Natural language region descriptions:
● ● ● ● ●

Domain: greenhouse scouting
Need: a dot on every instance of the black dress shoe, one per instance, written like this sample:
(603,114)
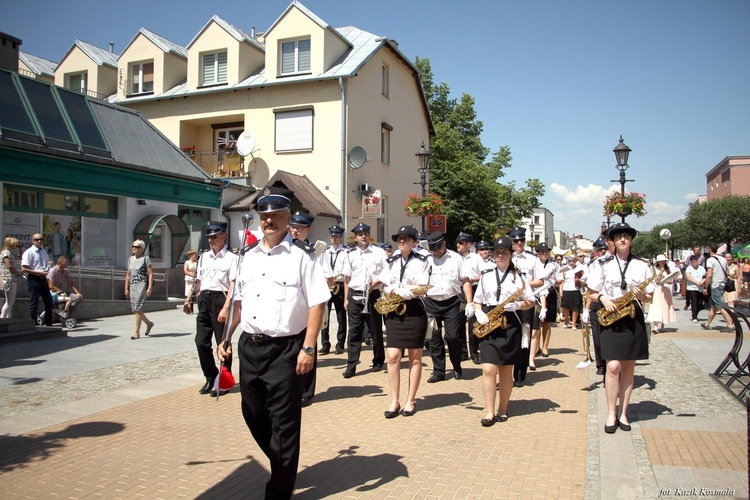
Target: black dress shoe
(392,414)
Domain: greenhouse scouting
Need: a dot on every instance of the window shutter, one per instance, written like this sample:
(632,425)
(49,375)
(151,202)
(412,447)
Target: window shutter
(208,68)
(222,68)
(294,130)
(304,55)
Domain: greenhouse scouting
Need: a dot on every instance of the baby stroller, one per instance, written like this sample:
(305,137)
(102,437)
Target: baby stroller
(58,312)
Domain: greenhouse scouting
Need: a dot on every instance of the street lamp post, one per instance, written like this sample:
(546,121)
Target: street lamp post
(621,155)
(423,162)
(503,212)
(531,230)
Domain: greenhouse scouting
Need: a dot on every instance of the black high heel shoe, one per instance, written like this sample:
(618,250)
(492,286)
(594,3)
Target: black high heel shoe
(392,414)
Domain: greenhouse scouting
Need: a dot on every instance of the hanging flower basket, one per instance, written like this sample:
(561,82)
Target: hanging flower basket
(421,206)
(624,205)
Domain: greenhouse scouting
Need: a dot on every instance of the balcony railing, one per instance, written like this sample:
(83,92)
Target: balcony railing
(218,164)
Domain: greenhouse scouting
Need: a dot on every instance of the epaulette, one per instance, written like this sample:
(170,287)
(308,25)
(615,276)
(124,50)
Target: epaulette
(304,246)
(249,247)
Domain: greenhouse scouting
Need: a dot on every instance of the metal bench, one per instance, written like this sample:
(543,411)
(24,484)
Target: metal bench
(736,381)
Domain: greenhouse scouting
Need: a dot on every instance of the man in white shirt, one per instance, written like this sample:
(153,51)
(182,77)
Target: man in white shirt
(35,264)
(716,275)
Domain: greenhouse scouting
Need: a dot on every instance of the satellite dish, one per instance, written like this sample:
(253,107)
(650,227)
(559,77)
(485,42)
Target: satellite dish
(357,157)
(246,143)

● ● ● ● ●

Exercise
Reproduce the entries exactly. Do not carry over any picture.

Solution
Domain: greenhouse scouting
Need: a dot on every instance of the black dress shoe, one per instance, written like this sample:
(603,114)
Target: black dress shoe
(392,414)
Domain: greenhouse scouting
Need: a dot on every instance of the window shutter, one per instance, written like this sample:
(632,425)
(49,375)
(151,202)
(412,447)
Target: window shutter
(208,68)
(222,68)
(294,130)
(304,55)
Domain: greenhouse scouting
Need: a dot on every instance of the baby stroller, one per instance, written like this sample:
(305,137)
(102,437)
Target: baby stroller
(58,312)
Domain: greenhouse scouting
Need: a dot on every instance of the street lamp post, one per instance, written like this sample:
(546,121)
Target: street lamp post
(621,155)
(423,162)
(503,212)
(531,230)
Domain: greenhouse scouting
Need: a dot on every instance of the black high heel shoe, one per instance, written like this sample:
(618,250)
(492,286)
(594,3)
Target: black high heel shoe
(392,414)
Domain: greenhouse scouting
Need: a dot on every instance of the hanging flower basket, one per instance, written like this sample:
(561,82)
Target: hanging flower basket
(421,206)
(624,205)
Domain: greenhouse scouting
Need: a dot on every instance of the balcony railing, one per instance, written like this sample:
(83,92)
Target: balcony railing
(218,164)
Domain: greenhouse scouting
Need: a dot on every instance of the epaulette, one per instance, written like this sample:
(170,287)
(308,25)
(615,276)
(124,50)
Target: epaulette
(304,246)
(249,247)
Domain: greenhouse scouting
Need: a dot on every instance of the metal bench, one per instance, written like this sample:
(543,411)
(24,484)
Target: metal bench
(736,381)
Domain: greenhouse scouting
Need: a dot on every instance of the man in white shirt, one per instance, written like this sample:
(153,51)
(182,77)
Target: man in white shirt
(35,264)
(716,275)
Domain: greenhouse scouting
Need: a dot on every instance of the satellite dish, one per instance, written like this sample:
(253,107)
(650,227)
(559,77)
(485,42)
Target: satellite dish
(357,157)
(246,143)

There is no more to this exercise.